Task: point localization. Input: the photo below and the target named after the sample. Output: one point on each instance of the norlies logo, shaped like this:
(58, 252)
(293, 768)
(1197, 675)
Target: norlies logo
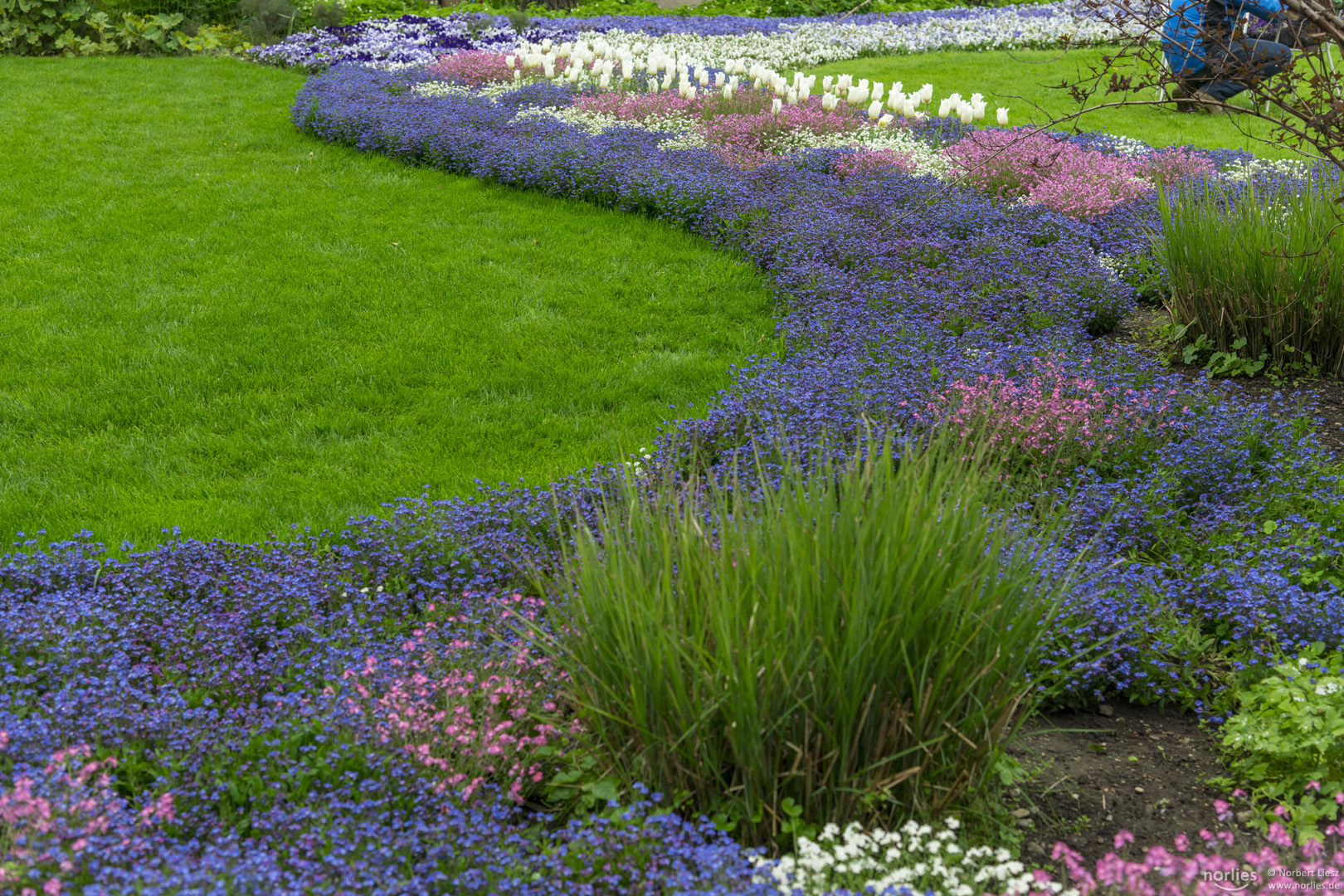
(1233, 881)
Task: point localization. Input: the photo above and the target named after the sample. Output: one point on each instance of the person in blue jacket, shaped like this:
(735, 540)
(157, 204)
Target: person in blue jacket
(1210, 58)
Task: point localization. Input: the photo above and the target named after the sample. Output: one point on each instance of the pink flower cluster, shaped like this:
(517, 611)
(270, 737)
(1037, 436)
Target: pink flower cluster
(1064, 176)
(1051, 411)
(869, 160)
(468, 724)
(472, 67)
(49, 818)
(1211, 874)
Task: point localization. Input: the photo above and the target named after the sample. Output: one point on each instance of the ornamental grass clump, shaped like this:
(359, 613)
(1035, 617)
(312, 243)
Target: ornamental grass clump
(1259, 271)
(845, 646)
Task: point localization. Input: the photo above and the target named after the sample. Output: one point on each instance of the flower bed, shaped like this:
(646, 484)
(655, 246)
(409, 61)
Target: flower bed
(357, 712)
(772, 42)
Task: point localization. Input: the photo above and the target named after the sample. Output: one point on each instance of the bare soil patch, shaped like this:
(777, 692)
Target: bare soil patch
(1137, 768)
(1322, 398)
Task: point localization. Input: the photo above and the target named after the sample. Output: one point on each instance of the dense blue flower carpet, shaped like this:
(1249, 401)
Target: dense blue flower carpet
(241, 718)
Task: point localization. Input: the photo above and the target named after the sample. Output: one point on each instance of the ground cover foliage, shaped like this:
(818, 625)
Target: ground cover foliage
(418, 329)
(375, 709)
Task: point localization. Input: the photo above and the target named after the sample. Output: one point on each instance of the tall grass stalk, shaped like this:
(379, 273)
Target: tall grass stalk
(852, 642)
(1268, 268)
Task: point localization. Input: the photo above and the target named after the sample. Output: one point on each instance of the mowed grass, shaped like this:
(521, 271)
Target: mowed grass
(1023, 82)
(217, 323)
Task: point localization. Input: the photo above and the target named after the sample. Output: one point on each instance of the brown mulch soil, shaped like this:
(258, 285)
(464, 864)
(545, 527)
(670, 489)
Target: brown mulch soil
(1137, 768)
(1322, 397)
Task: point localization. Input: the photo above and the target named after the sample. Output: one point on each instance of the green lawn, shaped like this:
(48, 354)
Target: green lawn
(216, 323)
(1019, 80)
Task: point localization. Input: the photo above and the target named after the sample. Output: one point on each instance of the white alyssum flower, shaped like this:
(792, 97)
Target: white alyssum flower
(916, 859)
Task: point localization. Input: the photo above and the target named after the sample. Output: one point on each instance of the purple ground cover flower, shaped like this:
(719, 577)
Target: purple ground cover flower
(208, 680)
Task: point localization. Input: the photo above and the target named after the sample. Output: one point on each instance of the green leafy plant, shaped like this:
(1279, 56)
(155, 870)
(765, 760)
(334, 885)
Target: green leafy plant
(1231, 363)
(1287, 740)
(327, 14)
(1278, 285)
(850, 645)
(47, 27)
(266, 21)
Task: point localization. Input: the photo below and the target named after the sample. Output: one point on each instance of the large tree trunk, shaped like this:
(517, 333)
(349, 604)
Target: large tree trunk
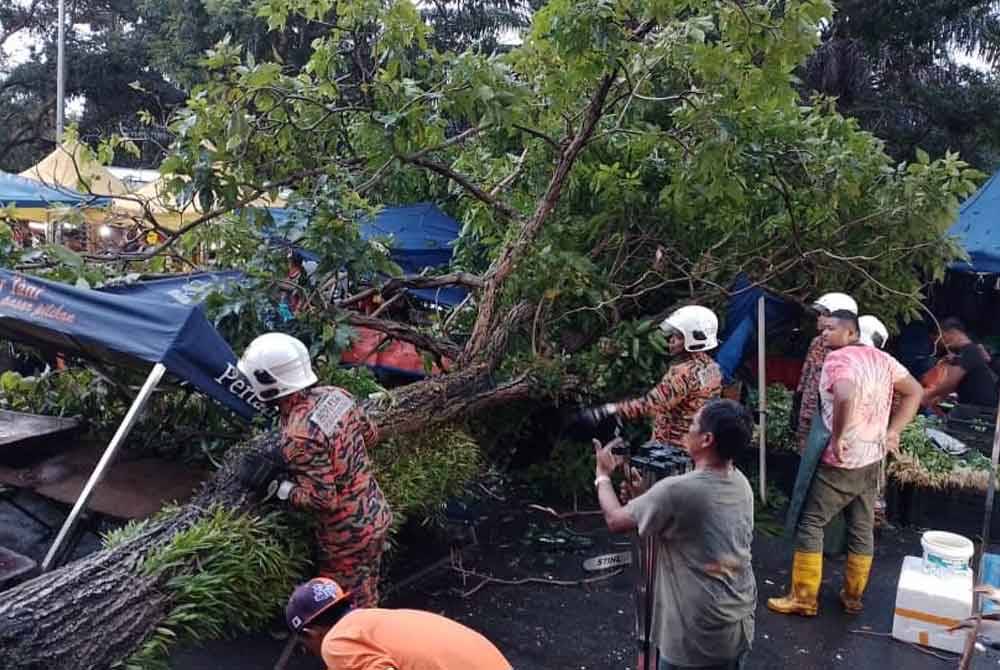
(97, 611)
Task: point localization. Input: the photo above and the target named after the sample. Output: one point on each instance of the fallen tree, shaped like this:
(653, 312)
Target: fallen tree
(626, 157)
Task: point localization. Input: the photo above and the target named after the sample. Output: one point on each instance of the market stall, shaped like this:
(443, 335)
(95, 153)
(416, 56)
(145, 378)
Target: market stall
(156, 336)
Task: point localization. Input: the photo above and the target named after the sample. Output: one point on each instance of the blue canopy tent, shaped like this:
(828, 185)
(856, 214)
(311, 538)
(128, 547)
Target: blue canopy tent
(137, 331)
(420, 236)
(971, 288)
(32, 199)
(978, 229)
(741, 322)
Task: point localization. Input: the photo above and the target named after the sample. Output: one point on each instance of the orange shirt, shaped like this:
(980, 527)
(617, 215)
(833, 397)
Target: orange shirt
(381, 639)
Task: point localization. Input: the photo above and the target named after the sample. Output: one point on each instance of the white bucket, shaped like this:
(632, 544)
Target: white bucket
(946, 552)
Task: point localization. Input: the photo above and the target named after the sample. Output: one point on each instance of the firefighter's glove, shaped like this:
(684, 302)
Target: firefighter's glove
(259, 468)
(279, 489)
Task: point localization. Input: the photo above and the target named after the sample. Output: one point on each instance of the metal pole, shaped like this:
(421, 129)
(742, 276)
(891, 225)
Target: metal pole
(990, 492)
(762, 397)
(61, 72)
(109, 453)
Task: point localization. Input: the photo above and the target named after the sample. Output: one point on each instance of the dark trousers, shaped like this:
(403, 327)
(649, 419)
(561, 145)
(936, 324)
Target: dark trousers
(834, 490)
(736, 664)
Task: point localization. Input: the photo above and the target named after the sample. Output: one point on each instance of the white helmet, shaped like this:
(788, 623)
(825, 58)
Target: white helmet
(873, 332)
(277, 365)
(698, 325)
(835, 302)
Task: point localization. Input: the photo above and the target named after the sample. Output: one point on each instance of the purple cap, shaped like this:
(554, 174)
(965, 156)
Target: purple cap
(311, 599)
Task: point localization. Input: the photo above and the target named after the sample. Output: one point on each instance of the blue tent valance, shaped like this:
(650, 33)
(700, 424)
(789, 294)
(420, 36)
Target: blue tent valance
(420, 236)
(26, 193)
(137, 330)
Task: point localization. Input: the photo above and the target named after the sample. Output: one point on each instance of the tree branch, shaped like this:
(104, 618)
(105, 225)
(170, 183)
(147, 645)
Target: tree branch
(463, 181)
(515, 250)
(401, 331)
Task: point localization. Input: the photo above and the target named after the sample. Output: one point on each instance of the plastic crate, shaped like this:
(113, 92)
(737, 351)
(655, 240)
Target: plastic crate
(973, 425)
(958, 511)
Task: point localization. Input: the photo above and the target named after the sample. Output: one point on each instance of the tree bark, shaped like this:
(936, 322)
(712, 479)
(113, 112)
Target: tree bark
(97, 611)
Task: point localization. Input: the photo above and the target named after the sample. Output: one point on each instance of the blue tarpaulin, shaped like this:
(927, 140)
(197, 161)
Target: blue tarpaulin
(978, 229)
(741, 322)
(147, 327)
(185, 290)
(26, 193)
(420, 236)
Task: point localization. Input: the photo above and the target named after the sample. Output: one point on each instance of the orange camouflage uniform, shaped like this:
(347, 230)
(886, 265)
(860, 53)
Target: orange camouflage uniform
(688, 384)
(325, 440)
(808, 388)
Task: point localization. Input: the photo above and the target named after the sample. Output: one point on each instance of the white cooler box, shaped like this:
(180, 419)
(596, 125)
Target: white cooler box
(928, 604)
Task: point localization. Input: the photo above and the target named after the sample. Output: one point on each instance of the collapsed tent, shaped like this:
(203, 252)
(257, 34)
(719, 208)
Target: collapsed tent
(373, 349)
(971, 289)
(419, 236)
(169, 335)
(34, 201)
(780, 316)
(68, 166)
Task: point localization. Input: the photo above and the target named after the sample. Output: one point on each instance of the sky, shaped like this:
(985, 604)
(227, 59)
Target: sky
(17, 51)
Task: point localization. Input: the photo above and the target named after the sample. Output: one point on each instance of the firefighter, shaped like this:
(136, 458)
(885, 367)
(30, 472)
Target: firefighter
(692, 379)
(323, 453)
(806, 395)
(839, 472)
(345, 637)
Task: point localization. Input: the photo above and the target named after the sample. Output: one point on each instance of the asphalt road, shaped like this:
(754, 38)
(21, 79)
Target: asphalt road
(588, 627)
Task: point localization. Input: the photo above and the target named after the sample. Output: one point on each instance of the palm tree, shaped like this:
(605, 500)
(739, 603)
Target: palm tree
(891, 64)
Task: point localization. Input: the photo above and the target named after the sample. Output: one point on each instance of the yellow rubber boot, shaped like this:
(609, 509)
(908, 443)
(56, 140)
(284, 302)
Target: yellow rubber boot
(855, 580)
(807, 572)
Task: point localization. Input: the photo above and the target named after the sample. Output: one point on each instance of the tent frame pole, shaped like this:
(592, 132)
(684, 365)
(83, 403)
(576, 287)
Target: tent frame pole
(762, 397)
(155, 375)
(990, 493)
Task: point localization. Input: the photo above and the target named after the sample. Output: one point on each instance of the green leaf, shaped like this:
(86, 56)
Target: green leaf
(64, 255)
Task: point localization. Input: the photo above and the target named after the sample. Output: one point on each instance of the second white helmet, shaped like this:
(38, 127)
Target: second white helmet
(873, 332)
(698, 325)
(277, 365)
(835, 302)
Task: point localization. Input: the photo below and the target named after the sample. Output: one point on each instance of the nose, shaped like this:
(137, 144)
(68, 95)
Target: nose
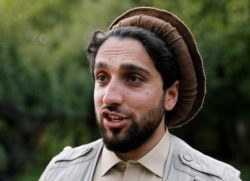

^^^^^^^^^^^^^^^^

What this task involves
Gather each line in the entries above where the string "nose" is found.

Finished exercise
Task: point localization. Input: the photo below and the target named after the sample. Output: one point on each instance of the nose, shaped like this:
Target: nose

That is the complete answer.